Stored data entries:
»»
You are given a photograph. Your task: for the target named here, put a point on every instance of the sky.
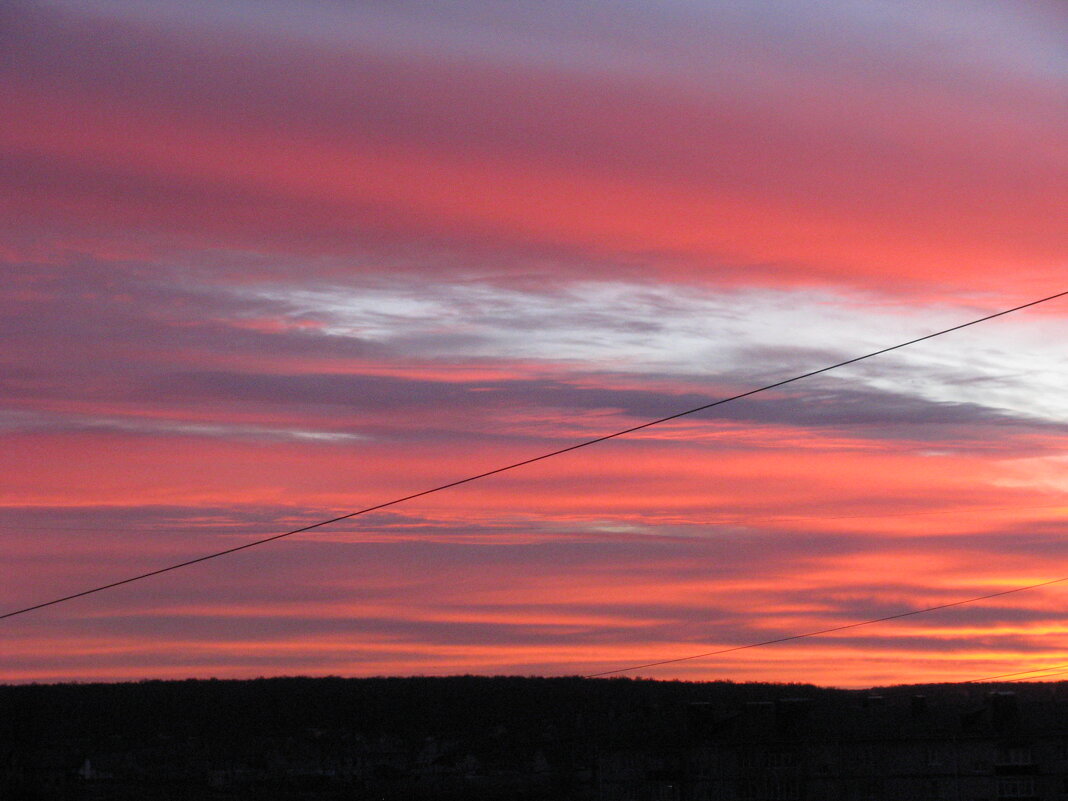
(266, 263)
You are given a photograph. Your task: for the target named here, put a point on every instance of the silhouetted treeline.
(460, 737)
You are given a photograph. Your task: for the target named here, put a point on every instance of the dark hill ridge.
(452, 737)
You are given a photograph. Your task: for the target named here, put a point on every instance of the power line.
(897, 616)
(1018, 673)
(1038, 678)
(523, 462)
(165, 528)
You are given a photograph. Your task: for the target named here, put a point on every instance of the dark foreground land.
(529, 739)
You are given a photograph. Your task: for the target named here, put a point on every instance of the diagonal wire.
(790, 638)
(1018, 673)
(523, 462)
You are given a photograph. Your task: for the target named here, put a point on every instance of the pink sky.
(265, 266)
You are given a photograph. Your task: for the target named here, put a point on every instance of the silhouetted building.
(985, 749)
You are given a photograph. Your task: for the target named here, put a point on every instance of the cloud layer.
(263, 267)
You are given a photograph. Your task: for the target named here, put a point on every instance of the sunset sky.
(265, 263)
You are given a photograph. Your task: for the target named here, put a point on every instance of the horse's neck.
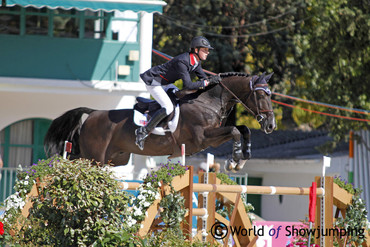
(224, 96)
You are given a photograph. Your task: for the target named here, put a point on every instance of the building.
(59, 55)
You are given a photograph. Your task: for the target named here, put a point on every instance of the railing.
(7, 180)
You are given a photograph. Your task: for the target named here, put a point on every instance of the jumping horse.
(108, 136)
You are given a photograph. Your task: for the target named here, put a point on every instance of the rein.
(258, 116)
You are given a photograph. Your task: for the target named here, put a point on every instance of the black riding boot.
(143, 132)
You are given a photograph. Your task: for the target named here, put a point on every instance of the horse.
(108, 136)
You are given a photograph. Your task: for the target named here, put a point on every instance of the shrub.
(80, 205)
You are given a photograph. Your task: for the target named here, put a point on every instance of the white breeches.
(159, 94)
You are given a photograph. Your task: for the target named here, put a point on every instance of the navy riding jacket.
(179, 67)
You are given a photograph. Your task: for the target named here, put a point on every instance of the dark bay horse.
(109, 135)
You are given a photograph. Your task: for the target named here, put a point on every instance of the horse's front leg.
««
*Work instructions:* Above are the records; transcribe them exactly without the pictures.

*Written answer:*
You are given a photograph. Your task: for the target named here, put a point on every instance of the sky.
(266, 263)
You are given a photograph. Your task: for the target named here, put a point on every instance of the silhouetted treeline.
(460, 737)
You are given a photograph. Your task: for the target named here, put a point on every instance of the dark hill ridge.
(452, 737)
You are given a photograph. Your task: for the target named here, put a point on every instance of the power line.
(897, 616)
(1018, 673)
(1038, 678)
(523, 462)
(165, 528)
You are given a photograph. Your task: for the target named here, put a point on every instance of the dark foreground land.
(529, 739)
You are given a photograph. Your task: for the target named here, put a point on every instance of the diagonal wire.
(790, 638)
(1018, 673)
(523, 462)
You are given a photograph. Your task: for the target named here, put a point on every instance of the pink sky.
(265, 266)
You are given a photograph. Your task: for the target named here, put a point on every instance of the silhouetted building.
(985, 749)
You are given a photograph. Your task: for the target named here, put a point on every instance of the cloud layer.
(263, 267)
You are given a photograph. Your task: for the target named here, put a point on every instance of the sunset sky.
(265, 263)
You are given a photograph. Your task: for the target named here, put a point on every instance of the horse's neck.
(224, 96)
You are given a photograph. Your task: for the target named here, put a point on every instance of the building.
(59, 55)
You are given a photograph. Your task: for the target named here, put a point on every instance of the railing.
(7, 180)
You are given a photograph. Your task: for the target named here, put a point on every instance of the jumping horse.
(108, 136)
You are given a photograph. Your task: for the target named here, put a point on every instance of the rein.
(258, 116)
You are given a photograph. Your task: for the target named here, put a point on every instance of the black riding boot.
(143, 132)
You are given a photograph. Your task: for the target named here, put a point on every instance of the horse.
(108, 136)
You are given a photograph. Your task: for the target named here, put a point on every instance of the shrub.
(80, 205)
You are given a photograph. Your task: for the target named here, put a point on every instance of the white breeches.
(159, 94)
You are given a photograph. Your task: for the target named here, put a point on every instance of the navy riding jacket.
(179, 67)
You are given a photograph. Your task: for the target named here, put a point on every instance of the dark bay horse.
(109, 135)
You are given a photograph. Your task: for the target named here, put a point on every instance of the horse's front leg.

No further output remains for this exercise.